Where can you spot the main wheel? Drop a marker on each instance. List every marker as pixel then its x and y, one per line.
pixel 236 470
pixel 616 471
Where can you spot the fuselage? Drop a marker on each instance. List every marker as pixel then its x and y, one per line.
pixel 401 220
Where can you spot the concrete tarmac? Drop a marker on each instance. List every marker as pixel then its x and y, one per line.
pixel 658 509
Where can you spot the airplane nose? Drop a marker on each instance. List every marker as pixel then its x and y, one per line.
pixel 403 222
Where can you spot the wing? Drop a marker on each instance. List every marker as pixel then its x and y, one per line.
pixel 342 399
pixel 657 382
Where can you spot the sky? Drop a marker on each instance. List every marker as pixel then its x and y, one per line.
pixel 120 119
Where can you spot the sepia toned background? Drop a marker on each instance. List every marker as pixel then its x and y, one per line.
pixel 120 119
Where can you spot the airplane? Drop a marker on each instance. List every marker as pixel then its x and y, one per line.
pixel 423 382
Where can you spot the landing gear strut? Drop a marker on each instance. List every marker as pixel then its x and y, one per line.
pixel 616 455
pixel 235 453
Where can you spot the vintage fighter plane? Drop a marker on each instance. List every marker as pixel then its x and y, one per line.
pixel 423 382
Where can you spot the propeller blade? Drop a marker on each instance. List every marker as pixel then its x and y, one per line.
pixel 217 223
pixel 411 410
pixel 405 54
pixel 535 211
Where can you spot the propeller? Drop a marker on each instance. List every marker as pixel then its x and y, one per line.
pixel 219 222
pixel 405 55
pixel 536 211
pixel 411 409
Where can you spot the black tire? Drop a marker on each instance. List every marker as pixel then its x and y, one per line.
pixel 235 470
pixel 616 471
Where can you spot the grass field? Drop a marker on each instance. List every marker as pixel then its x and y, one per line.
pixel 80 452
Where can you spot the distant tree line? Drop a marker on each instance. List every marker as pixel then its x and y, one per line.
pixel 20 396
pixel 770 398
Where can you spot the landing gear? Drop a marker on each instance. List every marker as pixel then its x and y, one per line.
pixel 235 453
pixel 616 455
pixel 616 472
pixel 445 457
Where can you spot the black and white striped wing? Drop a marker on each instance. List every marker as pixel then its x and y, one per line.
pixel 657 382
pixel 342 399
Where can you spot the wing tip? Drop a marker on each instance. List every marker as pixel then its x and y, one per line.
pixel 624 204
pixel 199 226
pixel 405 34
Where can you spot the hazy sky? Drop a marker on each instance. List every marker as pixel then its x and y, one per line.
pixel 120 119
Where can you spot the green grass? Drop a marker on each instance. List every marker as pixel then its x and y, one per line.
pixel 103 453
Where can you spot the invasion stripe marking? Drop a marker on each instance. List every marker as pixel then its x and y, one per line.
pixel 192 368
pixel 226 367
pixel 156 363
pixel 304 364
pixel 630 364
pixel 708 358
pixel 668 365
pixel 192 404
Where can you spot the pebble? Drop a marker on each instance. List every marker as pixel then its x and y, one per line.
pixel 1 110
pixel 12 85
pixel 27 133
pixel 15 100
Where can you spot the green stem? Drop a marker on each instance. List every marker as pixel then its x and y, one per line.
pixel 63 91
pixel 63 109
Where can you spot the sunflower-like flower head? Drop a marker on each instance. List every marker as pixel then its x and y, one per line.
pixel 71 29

————

SET PROBLEM =
Convert the items above into a JSON list of strings, one string per line, leaving out any blank lines.

ANSWER TO THE PROBLEM =
[
  "Where can you spot the main wheel? Drop a marker on each instance. List every marker as pixel then its x and y, one per line.",
  "pixel 236 470",
  "pixel 616 471",
  "Where can you spot the fuselage? Drop a marker on each instance. List every marker as pixel then its x and y, one per line.",
  "pixel 401 220",
  "Where can you spot the concrete tarmac? Drop a marker on each instance. List every marker as pixel then its x and y, one per line.",
  "pixel 658 509",
  "Where can you spot the airplane nose? Drop a marker on each instance. List every marker as pixel then its x and y, one per line.",
  "pixel 403 222",
  "Where can you spot the wing? Drop a marker on each instance. List every marker as pixel then its x and y, one per line.",
  "pixel 342 399",
  "pixel 657 382",
  "Where can you spot the sky? Drop a marker on each instance. List every marker as pixel then its x and y, one per line.",
  "pixel 120 119",
  "Where can you spot the sepia toned background? Drop a marker on each instance. List every marker as pixel then its x and y, one per line.",
  "pixel 120 119",
  "Where can you spot the airplane? Drop a marker on each instance. List every marker as pixel then its x and y, one per line.",
  "pixel 423 382",
  "Where can you spot the landing gear strut? Drop a marker on each instance. List every marker as pixel then its x and y, one per line.",
  "pixel 616 455",
  "pixel 235 453",
  "Where can you spot the vintage fighter plane? Drop a marker on each instance. List every marker as pixel then its x and y, one per line.",
  "pixel 423 382",
  "Where can you spot the propeller blade? Drop a marker on each instance. List every marker as pixel then its x and y, one per line.",
  "pixel 217 223",
  "pixel 411 410",
  "pixel 405 54",
  "pixel 535 211",
  "Where can you spot the propeller? Drop a marker on each instance. List every marker as pixel then its x and y, one per line.",
  "pixel 219 222",
  "pixel 405 55",
  "pixel 536 211",
  "pixel 411 409",
  "Where can you spot the black tire? Drop a marker on each instance. List every marker as pixel then its x and y, one per line.",
  "pixel 235 470",
  "pixel 616 471",
  "Where can you spot the grass field? Drop a marker on each instance. List every marker as pixel then its x and y, one per line.",
  "pixel 80 452",
  "Where can you spot the distant tree line? Drop a marker on each instance. List every marker as pixel then its x and y, one per line.",
  "pixel 20 396",
  "pixel 770 398",
  "Where can you spot the landing gear? Drop a marker on each instance. List every marker as pixel then its x and y, one per line.",
  "pixel 235 453",
  "pixel 616 455",
  "pixel 616 472",
  "pixel 445 457",
  "Where can you spot the black and white striped wing? Drop a marker on each instance. List every marker as pixel then its x and y, one per line.",
  "pixel 657 382",
  "pixel 342 399",
  "Where can you spot the wing tip? Drop a marker on each instance. List every marker as pixel then its x and y, one per line.",
  "pixel 624 204",
  "pixel 199 226",
  "pixel 405 34",
  "Where can you spot the hazy sky? Drop a marker on each instance. List every marker as pixel then its x and y, one per line.",
  "pixel 120 119",
  "Where can you spot the green grass? Drop a marker on each instance. List every marker as pixel then its x and y, one per line.",
  "pixel 103 453",
  "Where can you spot the invasion stripe marking? Drop a marker on each instance. List every marker as pixel then its x and y, one per line.",
  "pixel 192 368",
  "pixel 226 367",
  "pixel 156 363",
  "pixel 304 364",
  "pixel 630 364",
  "pixel 708 358",
  "pixel 668 365",
  "pixel 192 404",
  "Where can you spot the pebble? Drop a marker on each instance. List every marker as pixel then its x and y, one per line.",
  "pixel 1 110",
  "pixel 12 85",
  "pixel 27 133",
  "pixel 15 100",
  "Where can you spot the green stem? Drop a marker on each instance. List every marker as pixel then its x and y, one per line.",
  "pixel 63 91",
  "pixel 63 109",
  "Where can you spot the sunflower-like flower head? Drop a marker on each instance. List every marker as pixel then its x and y, one per line.",
  "pixel 71 29"
]